> **Provided material**
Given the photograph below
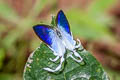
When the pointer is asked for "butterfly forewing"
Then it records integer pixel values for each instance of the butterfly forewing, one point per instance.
(63, 26)
(62, 22)
(49, 36)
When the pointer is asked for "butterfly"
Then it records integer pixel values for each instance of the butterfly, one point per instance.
(58, 39)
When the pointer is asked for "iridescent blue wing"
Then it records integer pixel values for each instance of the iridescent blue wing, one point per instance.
(44, 33)
(48, 36)
(63, 26)
(62, 22)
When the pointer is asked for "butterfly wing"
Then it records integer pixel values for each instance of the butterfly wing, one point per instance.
(48, 35)
(62, 22)
(63, 25)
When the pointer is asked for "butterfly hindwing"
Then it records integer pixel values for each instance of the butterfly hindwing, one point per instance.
(62, 22)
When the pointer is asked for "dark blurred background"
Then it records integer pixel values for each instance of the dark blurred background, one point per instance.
(95, 22)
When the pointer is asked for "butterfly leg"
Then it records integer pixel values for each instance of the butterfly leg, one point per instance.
(58, 68)
(77, 55)
(54, 60)
(79, 44)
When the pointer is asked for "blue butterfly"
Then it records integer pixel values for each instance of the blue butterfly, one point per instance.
(58, 39)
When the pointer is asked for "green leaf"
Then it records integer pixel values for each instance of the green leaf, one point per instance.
(89, 69)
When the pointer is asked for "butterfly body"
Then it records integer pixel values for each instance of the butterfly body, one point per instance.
(58, 39)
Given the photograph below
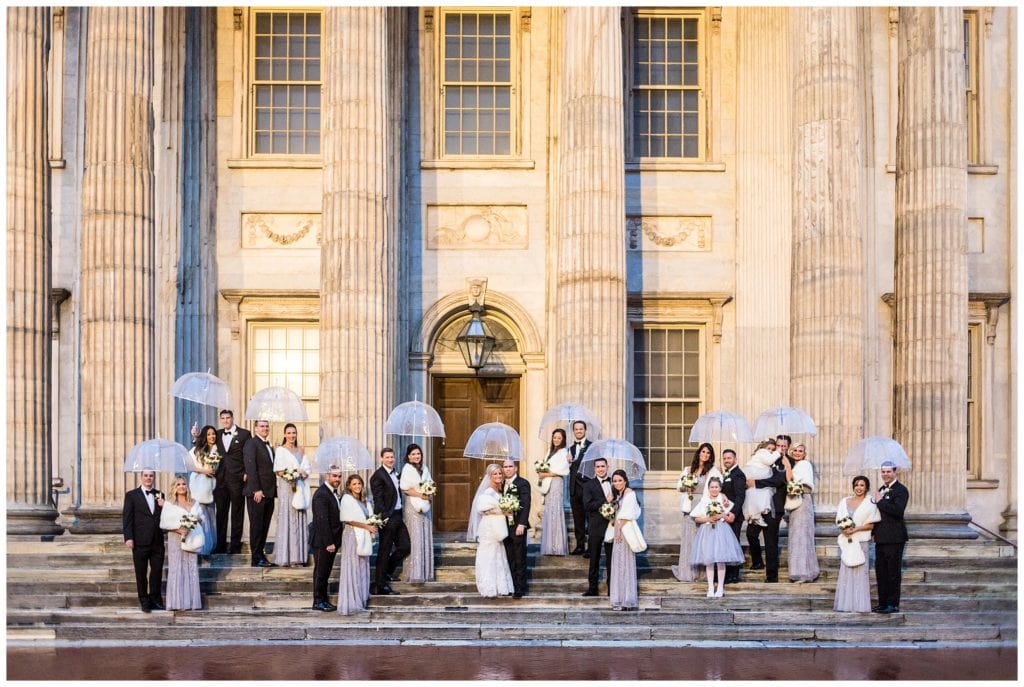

> **To be done**
Locate each line of the material above that contains the string "asked", and copy those lines. Treat uppercase and lowercase letters as distinct.

> **Response**
When the pointer is asked for "butterfly forewing"
When the pointer is asked for "butterfly"
When the pointer is asked for "iridescent blue wing"
When the pointer is asked for "butterfly wing"
When the pointer is asked for "butterfly hindwing"
When the pointer is asked for "dark blurred background"
When the pointer is asked for "butterfly leg"
When the pointer is asked for "blue butterfly"
When the pointer is asked for "green leaf"
When the pointer is asked for "butterfly body"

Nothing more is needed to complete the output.